### Passage provided
══════════

Richard Lewis is the interview from hell.
The 61-year-old comedian – credited with creating the “from hell” adage – mumbles, speaks at a furious pace and often goes off on tangents. Still, not unlike the Lewis on “Curb Your Enthusiasm,” this stream-of-consciousness approach has charm.
Lewis will take the stage at Lisner Auditorium on Saturday, Oct. 18 at 8 p.m. after appearing on talk shows like “Late Night with Conan O’Brien,” “David Letterman” and “The View,” as part of his “Misery Loves Company” tour.
Born in Brooklyn, N.Y., and raised in New Jersey, Lewis’ brand of comedy is not the first to channel neurosis. But what differentiates the “Prince of Pain” from other comedians is the ease with which he transitions from his public to private persona.
Lewis, who plays himself on Larry David’s HBO series “Curb Your Enthusiasm,” said that at times even he is not fully aware of the absurd plots that develop on the show, aside from his specific scenes, which rely heavily on improvised dialogue.
“I feel like an alien playing myself. The director yells ‘Action,’ and then ‘Action’ for what? Just act like myself and yell at my friend?” Lewis said of working with David, his close friend.
“I never know what I’m doing,” he added.
It is no secret to fans that Lewis has dealt with alcohol and drug addiction. In fact, much of Lewis’ success is built on his discussing these conflicts.
His fan base is broad, he said, noting that he might encounter a 300-pound ex-junkie thanking him for his book, “The Other Great Depression,” and in the next moment be approached by a preteen girl because of his role as the liberal rabbi on “7th Heaven.” He said that his approachability sometimes lends itself to more inappropriate meetings, however. Like at funerals.

══════════

### Work order 1
Answer from the Richard Lewis profile:
(a) At what venue, and on what date and time, will Lewis perform?
(b) What role does Lewis play on "7th Heaven"?
(c) What is the title of Lewis's book?
### Work order 2
Extend the Richard Lewis profile with a few more paragraphs in the same style.
The data after this point has no connection to the Richard Lewis profile.

══════════

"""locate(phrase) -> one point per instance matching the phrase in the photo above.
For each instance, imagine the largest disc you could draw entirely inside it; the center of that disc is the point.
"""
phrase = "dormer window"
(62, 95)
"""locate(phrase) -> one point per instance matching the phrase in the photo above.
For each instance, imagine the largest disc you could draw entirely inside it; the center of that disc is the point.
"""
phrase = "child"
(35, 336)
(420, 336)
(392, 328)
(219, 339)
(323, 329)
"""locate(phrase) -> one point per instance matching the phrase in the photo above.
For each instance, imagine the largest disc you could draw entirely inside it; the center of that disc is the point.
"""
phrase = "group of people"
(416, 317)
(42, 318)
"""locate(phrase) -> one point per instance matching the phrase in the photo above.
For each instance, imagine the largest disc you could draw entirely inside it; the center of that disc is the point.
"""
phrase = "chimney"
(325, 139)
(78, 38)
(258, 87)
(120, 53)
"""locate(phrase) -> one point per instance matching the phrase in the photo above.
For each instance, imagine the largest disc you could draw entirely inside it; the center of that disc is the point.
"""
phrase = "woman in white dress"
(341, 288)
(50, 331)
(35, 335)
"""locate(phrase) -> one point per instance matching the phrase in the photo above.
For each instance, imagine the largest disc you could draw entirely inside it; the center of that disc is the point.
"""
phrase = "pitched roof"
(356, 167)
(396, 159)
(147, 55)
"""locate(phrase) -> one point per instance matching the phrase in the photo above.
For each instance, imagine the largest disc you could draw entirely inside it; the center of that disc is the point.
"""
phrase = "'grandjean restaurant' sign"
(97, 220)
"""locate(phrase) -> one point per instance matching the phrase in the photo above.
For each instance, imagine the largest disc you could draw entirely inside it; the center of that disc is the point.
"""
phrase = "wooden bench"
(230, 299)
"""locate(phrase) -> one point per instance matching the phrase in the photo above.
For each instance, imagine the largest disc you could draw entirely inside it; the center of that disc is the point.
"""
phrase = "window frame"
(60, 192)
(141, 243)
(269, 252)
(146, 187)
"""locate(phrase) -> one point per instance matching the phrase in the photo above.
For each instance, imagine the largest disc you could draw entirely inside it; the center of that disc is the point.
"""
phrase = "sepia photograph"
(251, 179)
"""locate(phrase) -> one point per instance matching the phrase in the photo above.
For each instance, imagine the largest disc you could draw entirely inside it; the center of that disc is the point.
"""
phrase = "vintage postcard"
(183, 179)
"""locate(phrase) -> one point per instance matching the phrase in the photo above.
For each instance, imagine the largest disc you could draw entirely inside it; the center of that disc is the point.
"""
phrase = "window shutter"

══════════

### Answer box 1
(a) Lisner Auditorium, on Saturday, Oct. 18 at 8 p.m.
(b) The liberal rabbi.
(c) "The Other Great Depression."

### Answer box 2
“As the casket was lowering, someone actually came up to me and said, ‘Hey, I love Curb. What’s Larry David really like?’ It was crazy,” Lewis said.
Despite his success with books and on television, Lewis considers stand-up comedy his first love. After graduating from Ohio State University, Lewis said he had little direction. What he did have, he said, was a strong passion for the arts – especially comedy.
He said a troubled home life and a battle with alcoholism led him to approach comedy and his audience in a different way.
“When things in my life are really going haywire, I use the audience as a type of group therapy. And if I get laughs, hey, it’s a type of validation,” he said.
After “Misery Loves Company,” Lewis will reprise the role of himself when “Curb Your Enthusiasm” begins production on its seventh season.
Tickets for “Misery Loves Company” are available at Ticketmaster or through Lisner at www.lisner.org.